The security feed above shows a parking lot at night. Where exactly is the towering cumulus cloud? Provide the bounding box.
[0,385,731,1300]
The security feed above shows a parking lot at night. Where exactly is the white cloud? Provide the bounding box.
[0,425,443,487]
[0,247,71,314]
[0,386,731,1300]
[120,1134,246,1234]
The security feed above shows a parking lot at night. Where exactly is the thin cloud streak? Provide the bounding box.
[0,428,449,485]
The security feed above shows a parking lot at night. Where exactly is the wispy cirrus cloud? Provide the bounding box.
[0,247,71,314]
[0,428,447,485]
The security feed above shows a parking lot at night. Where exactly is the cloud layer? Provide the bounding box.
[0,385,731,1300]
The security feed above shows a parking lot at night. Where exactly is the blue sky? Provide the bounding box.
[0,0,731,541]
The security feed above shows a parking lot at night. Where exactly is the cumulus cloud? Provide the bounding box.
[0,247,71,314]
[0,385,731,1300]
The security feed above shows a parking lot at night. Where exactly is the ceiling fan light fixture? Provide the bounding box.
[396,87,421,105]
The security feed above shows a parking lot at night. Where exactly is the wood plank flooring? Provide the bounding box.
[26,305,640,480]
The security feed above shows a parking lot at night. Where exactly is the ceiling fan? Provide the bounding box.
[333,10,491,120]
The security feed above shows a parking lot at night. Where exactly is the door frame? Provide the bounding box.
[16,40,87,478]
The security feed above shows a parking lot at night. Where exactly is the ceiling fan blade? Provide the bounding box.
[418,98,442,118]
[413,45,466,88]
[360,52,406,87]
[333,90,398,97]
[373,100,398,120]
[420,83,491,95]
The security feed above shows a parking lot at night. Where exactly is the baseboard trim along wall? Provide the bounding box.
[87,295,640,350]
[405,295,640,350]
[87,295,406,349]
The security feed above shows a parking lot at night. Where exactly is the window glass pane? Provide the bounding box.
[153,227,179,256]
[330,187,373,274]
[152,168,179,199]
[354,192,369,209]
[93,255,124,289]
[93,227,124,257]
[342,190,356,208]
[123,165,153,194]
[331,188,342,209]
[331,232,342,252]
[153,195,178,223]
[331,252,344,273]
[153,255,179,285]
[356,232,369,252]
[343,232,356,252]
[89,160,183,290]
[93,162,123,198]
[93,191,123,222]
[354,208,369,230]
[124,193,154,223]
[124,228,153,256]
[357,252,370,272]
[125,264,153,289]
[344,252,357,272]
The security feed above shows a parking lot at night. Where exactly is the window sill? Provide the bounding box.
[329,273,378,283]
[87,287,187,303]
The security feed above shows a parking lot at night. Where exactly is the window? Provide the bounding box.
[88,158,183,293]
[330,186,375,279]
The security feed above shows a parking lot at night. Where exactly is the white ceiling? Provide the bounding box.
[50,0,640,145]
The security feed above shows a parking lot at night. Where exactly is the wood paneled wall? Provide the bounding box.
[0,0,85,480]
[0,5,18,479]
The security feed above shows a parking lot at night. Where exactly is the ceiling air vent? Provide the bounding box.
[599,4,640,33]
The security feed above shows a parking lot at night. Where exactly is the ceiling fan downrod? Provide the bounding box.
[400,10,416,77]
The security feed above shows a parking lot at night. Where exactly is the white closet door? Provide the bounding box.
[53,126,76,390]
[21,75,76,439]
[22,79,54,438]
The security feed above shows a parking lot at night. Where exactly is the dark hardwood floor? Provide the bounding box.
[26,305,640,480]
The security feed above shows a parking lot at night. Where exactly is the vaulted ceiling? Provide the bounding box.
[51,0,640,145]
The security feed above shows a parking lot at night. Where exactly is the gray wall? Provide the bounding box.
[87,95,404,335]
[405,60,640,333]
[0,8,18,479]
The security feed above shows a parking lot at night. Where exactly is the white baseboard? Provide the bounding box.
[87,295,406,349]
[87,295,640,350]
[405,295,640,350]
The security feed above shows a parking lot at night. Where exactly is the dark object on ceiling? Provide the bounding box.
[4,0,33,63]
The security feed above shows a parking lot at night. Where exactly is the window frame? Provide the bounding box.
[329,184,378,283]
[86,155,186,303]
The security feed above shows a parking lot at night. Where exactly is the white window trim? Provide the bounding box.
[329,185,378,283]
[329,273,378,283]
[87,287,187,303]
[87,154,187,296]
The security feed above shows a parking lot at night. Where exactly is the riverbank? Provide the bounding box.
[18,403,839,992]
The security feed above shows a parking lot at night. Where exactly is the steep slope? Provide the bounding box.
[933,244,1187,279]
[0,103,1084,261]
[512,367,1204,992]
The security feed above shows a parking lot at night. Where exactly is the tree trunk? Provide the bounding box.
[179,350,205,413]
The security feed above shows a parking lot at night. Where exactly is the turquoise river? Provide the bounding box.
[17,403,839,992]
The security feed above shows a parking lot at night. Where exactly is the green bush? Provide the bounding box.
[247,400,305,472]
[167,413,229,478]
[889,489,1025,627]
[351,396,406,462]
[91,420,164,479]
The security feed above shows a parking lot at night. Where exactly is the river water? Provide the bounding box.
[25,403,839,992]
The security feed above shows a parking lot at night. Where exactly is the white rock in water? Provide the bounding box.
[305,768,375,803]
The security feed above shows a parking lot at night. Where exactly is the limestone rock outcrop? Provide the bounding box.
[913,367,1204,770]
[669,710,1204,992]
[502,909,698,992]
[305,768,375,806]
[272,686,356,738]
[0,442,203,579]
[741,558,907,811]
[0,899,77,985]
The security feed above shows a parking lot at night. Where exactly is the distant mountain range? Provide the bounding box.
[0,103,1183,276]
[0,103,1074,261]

----------

O que fazer:
Reproduza, sem nenhuma alteração, todas as linhas dos itens acima.

Resposta ao exercício:
The security feed above shows a parking lot at night. Where exactly is the towering cumulus cloud? Provide the bounding box.
[0,385,731,1300]
The security feed above shows a parking lot at night. Where exactly is the white cloud? Provide the bounding box.
[0,425,443,487]
[0,247,71,314]
[0,386,731,1300]
[120,1134,246,1234]
The security feed above shows a parking lot at night. Where exactly is the thin cloud streak? Provide the bounding box.
[0,428,449,485]
The security feed above shows a parking lot at night. Where exactly is the wispy cirrus cloud? Provide the bounding box.
[0,247,71,314]
[0,428,447,485]
The security feed above shows a parking lot at night. Where exactly is the cloud layer? Provide the bounding box.
[0,385,731,1300]
The security feed above shows a parking lot at night. Where exactly is the blue sky? Provide the bounding box.
[0,0,731,541]
The security feed above shows a parking lot at night. Where exactly is the cumulus cloud? Provide the bounding box.
[0,247,71,314]
[0,385,731,1300]
The security feed above shows a parking lot at night. Where exactly is the ceiling fan light fixture? Provide the bounding box.
[396,87,421,105]
The security feed above shows a parking lot at night. Where exactly is the wood plank flooring? Provide the bounding box.
[26,305,640,480]
The security feed above shows a parking lot at night. Where exactly is the ceiling fan? Provide the bounding box.
[333,10,491,120]
The security feed above shows a parking lot at night. Where exactly is the door frame? Provide the bounding box.
[16,40,87,478]
The security feed above shows a parking lot at night. Where exactly is the ceiling fan blade? Provide the bounding box.
[418,98,442,118]
[413,45,466,88]
[360,52,406,87]
[333,90,398,97]
[373,100,398,120]
[420,83,491,95]
The security feed above shows a parking lot at night. Where exactly is the baseboard trim along wall? Provide the bounding box.
[87,295,640,350]
[405,295,640,350]
[87,295,406,349]
The security feed above shows a parking lot at night. Where exactly is the window glass pane? Provide the bounding box.
[153,227,179,256]
[330,187,373,274]
[152,168,179,199]
[354,192,369,209]
[93,255,124,289]
[93,227,124,257]
[342,190,356,208]
[123,165,153,194]
[331,188,342,209]
[331,232,342,252]
[153,195,178,223]
[331,252,344,273]
[153,255,179,285]
[356,232,369,252]
[343,232,356,252]
[89,160,183,290]
[93,162,123,198]
[93,191,123,222]
[354,208,369,230]
[124,193,154,223]
[124,228,153,256]
[357,252,370,272]
[125,264,153,289]
[344,252,357,272]
The security feed above shows a parking lot at night. Where exactly is the window sill? Provide the bounding box.
[329,273,378,283]
[87,287,187,303]
The security feed above shows a parking lot at night. Where exactly is the window? Provide the bounding box.
[88,158,183,293]
[330,186,375,279]
The security feed above shows a parking lot at night. Where exactly is the white ceiling? Provide the bounding box.
[50,0,640,145]
The security feed above shows a parking lot at night. Where exactly is the wood paneled wall? Provide the bounding box.
[0,0,85,480]
[0,5,18,479]
The security feed above shows a parking lot at night. Where exactly is the ceiling air vent? Provide the bounding box.
[599,4,640,33]
The security feed above shows a parking lot at night. Where exactly is the ceiling fan downrod? Provide the bounding box.
[400,10,416,77]
The security feed above shows a parking lot at night. Where exactly is the white closet door? Provide the bounding box.
[53,126,76,390]
[21,75,76,439]
[22,79,54,438]
The security feed above shows a parking lot at night. Where exactly is the dark hardwood floor? Provide the bounding box.
[26,305,640,480]
The security feed above shows a parking lot at night. Where exactly is the vaulted ceiling? Provide the bounding box.
[51,0,640,145]
The security feed above shows a parking lot at night. Where exactly is the gray wall? Provide the bounding box.
[87,95,404,335]
[405,60,640,333]
[0,8,18,479]
The security feed above shows a parking lot at night. Where exactly is the white baseboard? Provide the bounding box.
[87,295,406,349]
[87,295,640,350]
[405,295,640,350]
The security feed above shows a parking lot at night. Where exactly is the dark object on ceiling? Provide the bounding box.
[4,0,33,63]
The security feed above shows a parking lot at night. Where exactly is the window frame? Provide the bounding box.
[329,184,378,283]
[86,155,186,303]
The security feed above shows a parking lot at night. Where exactly is the white window trim? Provide the bounding box.
[329,185,378,283]
[329,273,378,283]
[87,287,187,303]
[87,154,187,296]
The security feed above shows a parking lot at night. Where exactly is the riverbank? Provide the bounding box.
[18,403,839,992]
The security feed above shows a parking lot at night. Where exactly is the steep slope? Provide the bounding box.
[933,244,1187,279]
[0,103,1084,261]
[512,367,1204,992]
The security feed above shows a parking lot at night. Where exactly is the tree trunk? Provide the bounding box.
[179,350,205,413]
The security feed above shows a parking lot at night. Where exactly is the turquoise river? Provide the bounding box.
[17,403,839,992]
The security feed above shows a parking lot at night. Where exactly is the green bush? Provide the bounding box.
[247,400,305,472]
[167,413,229,478]
[889,489,1025,627]
[351,396,406,462]
[91,420,164,479]
The security feed above shows a parking lot at night. Where exactly is the river water? Provide the bounding box.
[25,403,839,992]
The security feed above shows a parking lot at night. Where exactly is the white rock in water? Provide the bounding box.
[305,768,375,803]
The security feed above shows a parking lot at night. Where exactly is the limestone rock outcrop? Provide the bounding box.
[913,367,1204,770]
[669,710,1204,992]
[502,909,698,992]
[305,768,375,806]
[272,686,356,738]
[0,442,203,579]
[741,558,907,811]
[0,899,77,985]
The security feed above shows a parking lot at night. Where exactly is the distant mountain range? Provide the bounding box.
[0,103,1183,276]
[0,103,1074,261]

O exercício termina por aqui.